PROBLEMS AND TASKS ::
1 - In the Yvonne Tobis profile, what school did Tobis attend from 1963 to 1966?
2 - Reproduce the stretch of the Yvonne Tobis profile from "Tobis won a silver" through "time of 5:53.8.".

Personal information
- Nationality: Israeli
- Born: February 5, 1948 (age 78) Bratislava, Czechoslovakia
- Height: 5 ft 6.5 in (168.9 cm)
- Weight: 152 lb (69 kg)

Sport
- Sport: Swimming
- Strokes: 100 m freestyle 100 m butterfly 200 m individual medley 400 m individual medley

Medal record
Women's swimming
Representing Israel
Asian Games
| Silver medal – second place | Swimming | 1966 Thailand |
| Bronze medal – third place | Swimming | 1966 Thailand |

= Yvonne Tobis =

Israeli swimmer (born 1948)

Yvonne Tobis (איבונה טוביס; born February 5, 1948) is an Israeli former Olympic swimmer.

==Early life==
Tobis was born in Bratislava, Czechoslovakia, and is Jewish. She attended Millfield in Street, Somerset, England, from 1963 to 1966, and is in its Hall of Fame.

==Swimming career==
At the 1965 Maccabiah Games in Israel, at 17 years of age, Tobis won a gold medal in the 400 m individual medley.

Tobis won a silver medal representing Israel at the 1966 Asian Games in the 200 metre medley, and a bronze medal in 100 metre freestyle.

When she competed in the Olympics she was 5 ft 6.5 in tall, and weighed 152 lb.

Tobis competed for Israel at the 1968 Summer Olympics in Mexico City, Mexico, at the age of 20 in swimming. In the Women's 100 metre Butterfly she finished 3rd in Heat 3 in a time of 1:12.0, in the Women's 200 metre Individual Medley she finished 4th in heat 1 in a time of 2:41.0, and in the Women's 400 metre Individual Medley she finished 6th in heat 4 in a time of 5:53.8.

DATASET EXTRACT ::
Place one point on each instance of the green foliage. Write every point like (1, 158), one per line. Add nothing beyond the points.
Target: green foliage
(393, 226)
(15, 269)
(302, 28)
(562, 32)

...

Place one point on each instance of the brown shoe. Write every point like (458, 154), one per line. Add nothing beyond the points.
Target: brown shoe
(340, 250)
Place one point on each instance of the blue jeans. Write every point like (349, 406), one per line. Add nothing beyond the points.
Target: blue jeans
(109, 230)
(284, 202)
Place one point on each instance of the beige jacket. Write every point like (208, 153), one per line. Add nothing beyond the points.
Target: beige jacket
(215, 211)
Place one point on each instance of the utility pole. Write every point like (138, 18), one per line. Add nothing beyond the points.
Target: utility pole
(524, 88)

RESPONSES TO THE TASKS ::
1 - Millfield, in Street, Somerset, England.

2 -
Tobis won a silver medal representing Israel at the 1966 Asian Games in the 200 metre medley, and a bronze medal in 100 metre freestyle.

When she competed in the Olympics she was 5 ft 6.5 in tall, and weighed 152 lb.

Tobis competed for Israel at the 1968 Summer Olympics in Mexico City, Mexico, at the age of 20 in swimming. In the Women's 100 metre Butterfly she finished 3rd in Heat 3 in a time of 1:12.0, in the Women's 200 metre Individual Medley she finished 4th in heat 1 in a time of 2:41.0, and in the Women's 400 metre Individual Medley she finished 6th in heat 4 in a time of 5:53.8.